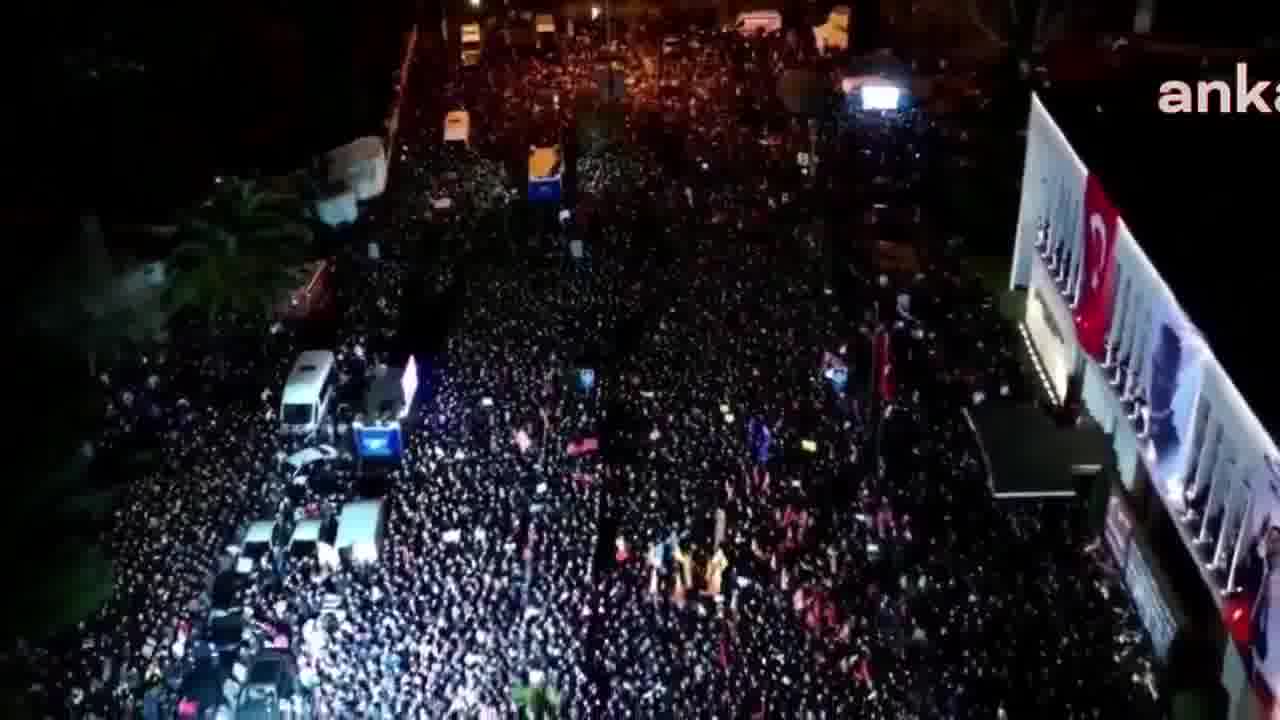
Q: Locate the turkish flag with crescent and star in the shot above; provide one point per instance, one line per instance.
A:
(1097, 286)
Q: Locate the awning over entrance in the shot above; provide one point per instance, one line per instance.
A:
(1028, 455)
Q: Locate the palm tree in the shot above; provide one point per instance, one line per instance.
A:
(534, 700)
(241, 251)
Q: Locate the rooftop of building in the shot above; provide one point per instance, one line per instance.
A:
(1200, 195)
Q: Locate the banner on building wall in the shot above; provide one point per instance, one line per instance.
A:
(1257, 572)
(1173, 388)
(1097, 285)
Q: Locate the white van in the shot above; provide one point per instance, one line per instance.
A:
(360, 531)
(457, 127)
(314, 537)
(307, 392)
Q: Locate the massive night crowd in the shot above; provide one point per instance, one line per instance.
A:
(632, 479)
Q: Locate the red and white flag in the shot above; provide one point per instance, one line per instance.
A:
(886, 383)
(584, 446)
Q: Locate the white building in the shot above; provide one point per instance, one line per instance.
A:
(1144, 301)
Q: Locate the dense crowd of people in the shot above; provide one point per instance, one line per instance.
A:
(705, 474)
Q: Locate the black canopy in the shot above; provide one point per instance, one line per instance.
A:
(1028, 455)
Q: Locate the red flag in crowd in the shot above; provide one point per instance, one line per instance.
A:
(584, 446)
(886, 384)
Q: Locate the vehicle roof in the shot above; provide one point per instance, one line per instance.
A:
(307, 376)
(306, 531)
(260, 531)
(359, 522)
(309, 455)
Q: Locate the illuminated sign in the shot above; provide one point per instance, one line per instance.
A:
(380, 441)
(881, 96)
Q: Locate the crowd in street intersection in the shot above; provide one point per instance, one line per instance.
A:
(632, 481)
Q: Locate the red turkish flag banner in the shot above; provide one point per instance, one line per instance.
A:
(1097, 285)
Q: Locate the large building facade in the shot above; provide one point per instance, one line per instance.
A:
(1109, 335)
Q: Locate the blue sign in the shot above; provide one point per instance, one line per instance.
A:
(839, 378)
(380, 441)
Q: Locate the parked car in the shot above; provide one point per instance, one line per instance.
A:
(272, 689)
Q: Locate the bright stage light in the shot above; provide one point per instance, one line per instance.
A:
(881, 96)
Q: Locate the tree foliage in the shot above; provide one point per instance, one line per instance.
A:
(241, 251)
(536, 702)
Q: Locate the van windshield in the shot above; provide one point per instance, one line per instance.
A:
(296, 415)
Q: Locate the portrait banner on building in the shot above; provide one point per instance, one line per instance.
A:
(1257, 572)
(1173, 391)
(1097, 285)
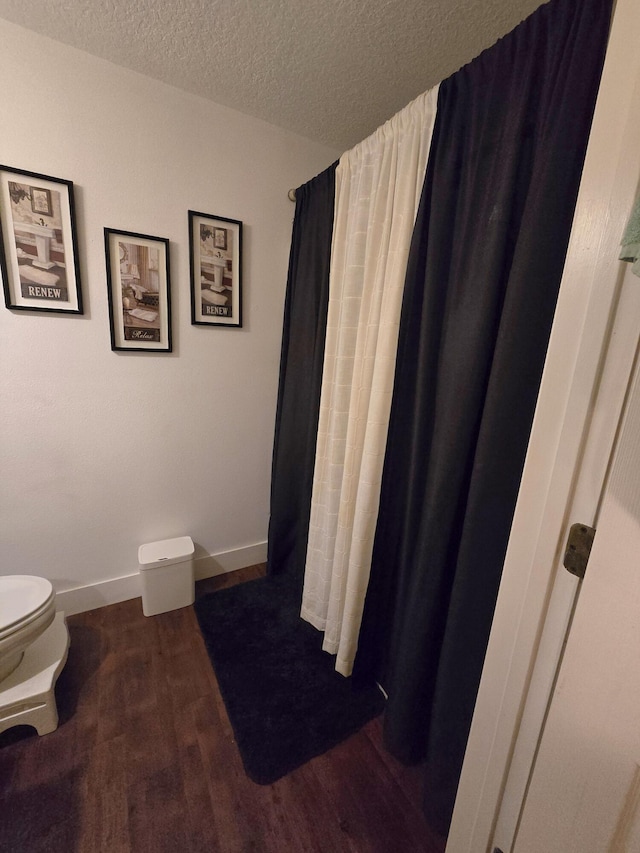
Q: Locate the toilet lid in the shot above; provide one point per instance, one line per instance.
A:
(20, 596)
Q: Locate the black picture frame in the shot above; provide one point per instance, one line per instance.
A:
(139, 291)
(215, 254)
(38, 243)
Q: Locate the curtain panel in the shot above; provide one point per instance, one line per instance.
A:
(301, 359)
(378, 186)
(483, 274)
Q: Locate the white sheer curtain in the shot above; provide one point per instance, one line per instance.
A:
(378, 185)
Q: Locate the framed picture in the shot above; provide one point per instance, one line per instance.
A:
(215, 245)
(138, 286)
(39, 251)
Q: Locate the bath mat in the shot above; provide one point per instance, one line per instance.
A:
(284, 699)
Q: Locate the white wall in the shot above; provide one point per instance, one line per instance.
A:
(102, 451)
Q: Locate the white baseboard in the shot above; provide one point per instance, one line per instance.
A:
(83, 598)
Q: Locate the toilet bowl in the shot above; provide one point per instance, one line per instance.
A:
(27, 608)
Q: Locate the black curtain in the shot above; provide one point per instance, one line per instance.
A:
(482, 280)
(301, 361)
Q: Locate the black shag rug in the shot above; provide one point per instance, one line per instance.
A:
(285, 701)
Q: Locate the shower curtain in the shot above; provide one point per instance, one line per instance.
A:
(482, 280)
(482, 277)
(378, 186)
(301, 359)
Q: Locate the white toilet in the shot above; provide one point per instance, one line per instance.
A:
(27, 608)
(34, 641)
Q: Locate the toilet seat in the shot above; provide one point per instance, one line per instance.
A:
(23, 599)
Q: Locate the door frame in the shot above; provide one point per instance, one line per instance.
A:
(536, 597)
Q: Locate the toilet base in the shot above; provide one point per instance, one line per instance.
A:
(27, 696)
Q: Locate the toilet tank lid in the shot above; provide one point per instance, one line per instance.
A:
(155, 554)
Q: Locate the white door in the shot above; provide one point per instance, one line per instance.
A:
(588, 365)
(584, 794)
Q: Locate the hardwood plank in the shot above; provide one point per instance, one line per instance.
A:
(144, 759)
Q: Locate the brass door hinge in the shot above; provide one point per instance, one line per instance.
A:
(576, 555)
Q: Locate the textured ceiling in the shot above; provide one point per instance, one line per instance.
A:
(330, 70)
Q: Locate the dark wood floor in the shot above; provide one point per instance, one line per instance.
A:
(144, 760)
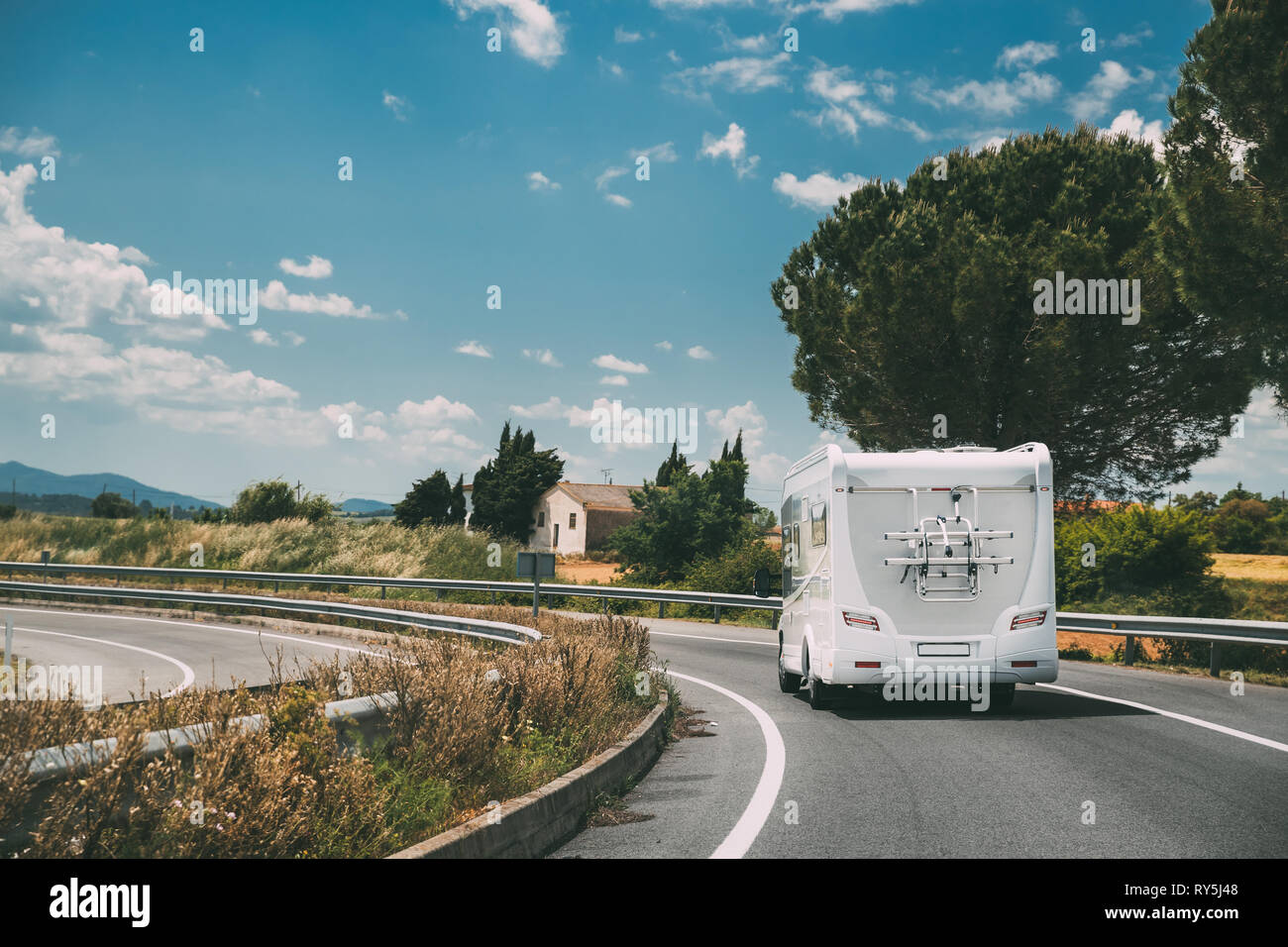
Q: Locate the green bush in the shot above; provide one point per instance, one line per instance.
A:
(1158, 560)
(732, 570)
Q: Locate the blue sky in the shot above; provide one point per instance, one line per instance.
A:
(476, 169)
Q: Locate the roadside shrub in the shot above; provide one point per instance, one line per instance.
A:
(1155, 557)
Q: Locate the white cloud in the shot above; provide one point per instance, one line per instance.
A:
(433, 411)
(397, 105)
(1133, 39)
(733, 146)
(606, 175)
(747, 419)
(737, 75)
(730, 43)
(542, 357)
(1103, 88)
(614, 364)
(275, 296)
(1026, 54)
(845, 107)
(548, 410)
(835, 9)
(527, 24)
(995, 97)
(662, 154)
(819, 191)
(1131, 123)
(540, 182)
(76, 282)
(33, 144)
(317, 266)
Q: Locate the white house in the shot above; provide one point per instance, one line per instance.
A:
(572, 518)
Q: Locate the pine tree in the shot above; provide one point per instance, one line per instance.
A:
(456, 513)
(507, 486)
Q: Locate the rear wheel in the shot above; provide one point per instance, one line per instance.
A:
(815, 689)
(1001, 696)
(787, 682)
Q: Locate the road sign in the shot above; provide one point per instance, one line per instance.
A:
(536, 566)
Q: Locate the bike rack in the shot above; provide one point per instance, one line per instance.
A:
(944, 577)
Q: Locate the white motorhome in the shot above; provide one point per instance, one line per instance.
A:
(896, 565)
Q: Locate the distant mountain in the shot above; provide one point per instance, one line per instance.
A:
(31, 479)
(368, 508)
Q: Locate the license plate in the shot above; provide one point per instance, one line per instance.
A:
(943, 650)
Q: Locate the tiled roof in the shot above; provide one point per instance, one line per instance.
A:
(608, 495)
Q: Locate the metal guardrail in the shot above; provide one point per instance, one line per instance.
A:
(662, 596)
(475, 628)
(59, 762)
(1129, 626)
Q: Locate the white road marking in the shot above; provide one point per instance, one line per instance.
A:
(708, 638)
(1183, 718)
(297, 639)
(188, 677)
(761, 804)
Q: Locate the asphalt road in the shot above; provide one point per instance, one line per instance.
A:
(943, 781)
(142, 655)
(1175, 766)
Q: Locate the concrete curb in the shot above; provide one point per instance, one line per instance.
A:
(533, 825)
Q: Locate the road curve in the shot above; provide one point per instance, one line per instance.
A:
(1175, 766)
(142, 655)
(1206, 777)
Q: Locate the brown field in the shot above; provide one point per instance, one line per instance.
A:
(587, 571)
(1266, 569)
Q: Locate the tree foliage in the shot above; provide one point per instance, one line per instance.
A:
(694, 519)
(673, 464)
(428, 501)
(456, 509)
(1225, 234)
(266, 501)
(1157, 556)
(112, 506)
(507, 487)
(919, 302)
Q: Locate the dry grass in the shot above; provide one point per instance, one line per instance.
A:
(288, 545)
(456, 738)
(1266, 569)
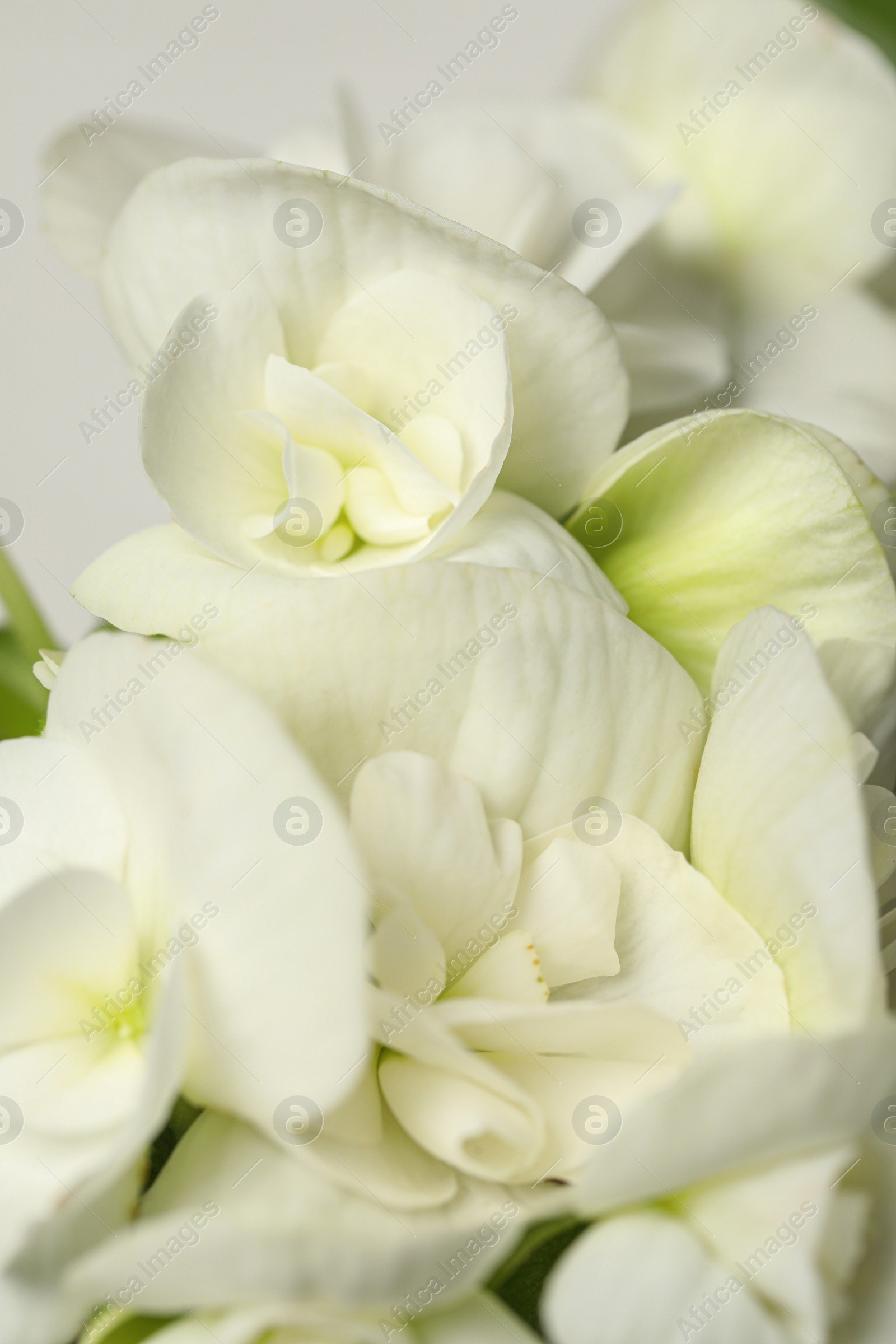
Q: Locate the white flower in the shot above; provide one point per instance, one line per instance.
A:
(778, 123)
(769, 1257)
(483, 1318)
(507, 656)
(325, 261)
(156, 933)
(526, 174)
(781, 123)
(760, 953)
(269, 463)
(700, 521)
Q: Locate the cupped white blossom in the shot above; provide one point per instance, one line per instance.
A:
(704, 519)
(533, 990)
(507, 655)
(297, 469)
(770, 1257)
(780, 830)
(778, 120)
(555, 180)
(321, 246)
(276, 1230)
(153, 937)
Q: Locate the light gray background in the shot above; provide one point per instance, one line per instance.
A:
(262, 66)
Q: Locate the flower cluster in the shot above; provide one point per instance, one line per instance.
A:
(445, 902)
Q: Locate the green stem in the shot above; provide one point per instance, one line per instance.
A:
(23, 616)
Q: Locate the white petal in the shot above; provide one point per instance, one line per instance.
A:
(641, 1275)
(786, 170)
(671, 323)
(510, 969)
(282, 1233)
(544, 694)
(204, 816)
(567, 899)
(483, 1320)
(683, 946)
(423, 831)
(70, 816)
(211, 464)
(95, 174)
(778, 764)
(715, 515)
(834, 371)
(570, 390)
(789, 1093)
(789, 1205)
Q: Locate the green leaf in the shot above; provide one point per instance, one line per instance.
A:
(23, 701)
(875, 18)
(109, 1327)
(163, 1146)
(23, 616)
(520, 1280)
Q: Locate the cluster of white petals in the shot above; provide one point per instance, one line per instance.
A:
(492, 881)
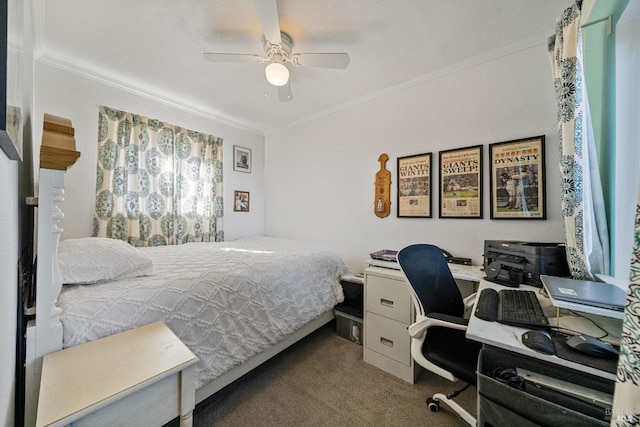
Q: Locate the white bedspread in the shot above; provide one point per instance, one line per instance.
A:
(226, 301)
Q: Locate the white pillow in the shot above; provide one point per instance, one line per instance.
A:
(99, 259)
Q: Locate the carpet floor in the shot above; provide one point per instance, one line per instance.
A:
(323, 381)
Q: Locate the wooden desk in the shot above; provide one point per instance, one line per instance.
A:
(144, 376)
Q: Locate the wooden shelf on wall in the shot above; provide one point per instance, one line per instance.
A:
(58, 149)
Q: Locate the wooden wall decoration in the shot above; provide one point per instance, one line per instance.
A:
(382, 200)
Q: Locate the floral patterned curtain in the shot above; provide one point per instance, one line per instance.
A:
(626, 399)
(157, 184)
(587, 237)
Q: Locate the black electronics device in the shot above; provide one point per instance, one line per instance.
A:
(512, 263)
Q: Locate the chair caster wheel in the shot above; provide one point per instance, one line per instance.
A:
(433, 404)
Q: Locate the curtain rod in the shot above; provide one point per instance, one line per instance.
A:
(597, 21)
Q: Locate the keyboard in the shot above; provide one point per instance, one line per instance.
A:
(511, 307)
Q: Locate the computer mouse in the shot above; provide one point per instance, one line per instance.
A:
(592, 346)
(538, 341)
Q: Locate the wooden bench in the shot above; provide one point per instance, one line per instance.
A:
(141, 377)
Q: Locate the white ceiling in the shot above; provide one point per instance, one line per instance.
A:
(155, 47)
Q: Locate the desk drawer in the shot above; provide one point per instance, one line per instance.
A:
(389, 298)
(388, 337)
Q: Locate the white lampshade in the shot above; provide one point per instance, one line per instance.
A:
(277, 74)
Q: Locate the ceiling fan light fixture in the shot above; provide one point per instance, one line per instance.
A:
(277, 74)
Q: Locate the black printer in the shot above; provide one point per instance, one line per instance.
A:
(511, 263)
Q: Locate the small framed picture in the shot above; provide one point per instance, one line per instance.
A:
(414, 186)
(517, 179)
(241, 201)
(241, 159)
(461, 183)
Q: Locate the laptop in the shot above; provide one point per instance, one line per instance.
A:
(597, 294)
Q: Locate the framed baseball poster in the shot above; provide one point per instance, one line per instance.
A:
(414, 186)
(517, 179)
(461, 183)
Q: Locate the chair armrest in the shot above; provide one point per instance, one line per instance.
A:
(419, 327)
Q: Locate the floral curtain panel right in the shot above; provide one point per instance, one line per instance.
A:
(157, 184)
(583, 213)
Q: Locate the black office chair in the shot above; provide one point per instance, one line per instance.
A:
(438, 341)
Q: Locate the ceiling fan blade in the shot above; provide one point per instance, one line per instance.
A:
(268, 15)
(232, 57)
(284, 92)
(322, 60)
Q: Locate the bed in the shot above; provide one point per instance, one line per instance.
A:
(234, 304)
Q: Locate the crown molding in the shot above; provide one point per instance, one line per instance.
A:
(513, 48)
(138, 89)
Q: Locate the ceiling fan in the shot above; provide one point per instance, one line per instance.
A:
(277, 47)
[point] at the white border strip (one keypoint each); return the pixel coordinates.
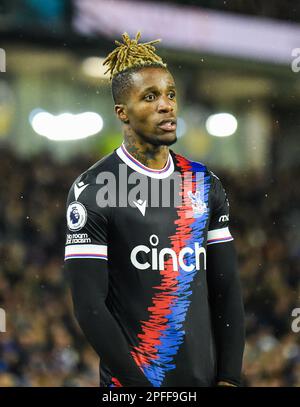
(219, 236)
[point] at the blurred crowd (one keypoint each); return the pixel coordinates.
(43, 345)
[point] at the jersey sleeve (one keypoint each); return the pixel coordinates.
(218, 231)
(86, 236)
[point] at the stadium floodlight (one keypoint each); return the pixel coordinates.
(221, 124)
(65, 126)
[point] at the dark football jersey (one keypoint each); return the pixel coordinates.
(150, 229)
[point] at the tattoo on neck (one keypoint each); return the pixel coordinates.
(143, 154)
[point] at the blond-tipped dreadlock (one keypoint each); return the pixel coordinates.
(130, 54)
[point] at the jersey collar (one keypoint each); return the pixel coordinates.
(142, 169)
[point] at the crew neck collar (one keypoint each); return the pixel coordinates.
(141, 168)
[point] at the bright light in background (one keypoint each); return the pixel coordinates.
(93, 66)
(221, 124)
(65, 126)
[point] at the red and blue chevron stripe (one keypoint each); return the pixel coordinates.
(162, 334)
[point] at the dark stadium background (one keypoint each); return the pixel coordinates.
(259, 166)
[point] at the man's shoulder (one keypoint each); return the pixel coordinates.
(87, 181)
(107, 163)
(190, 165)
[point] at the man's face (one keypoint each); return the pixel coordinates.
(151, 106)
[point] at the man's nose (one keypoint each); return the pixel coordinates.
(165, 105)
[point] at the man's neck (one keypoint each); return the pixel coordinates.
(151, 156)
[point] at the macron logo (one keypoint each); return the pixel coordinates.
(141, 205)
(78, 189)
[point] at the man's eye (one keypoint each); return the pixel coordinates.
(150, 97)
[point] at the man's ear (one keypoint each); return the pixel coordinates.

▸ **TASK TO COMPLETE**
Could you rewrite the lines starting at the one that contains "[point] at the man's nose" and ending with the last line, with "image coordinates" in place of "pixel coordinates" and everything else left unchanged?

▸ **SOLUTION TO THE PROBLEM**
[point] at the man's nose (one keypoint each); return the image coordinates.
(165, 105)
[point] at the man's neck (one keypoint each); return the image coordinates.
(151, 156)
[point] at the macron logo (one keypoint each); return the image coordinates.
(141, 205)
(78, 189)
[point] at the man's eye (one keypoint each); return the image coordinates.
(150, 97)
[point] at the man's ear (one keypoint each); return the image coordinates.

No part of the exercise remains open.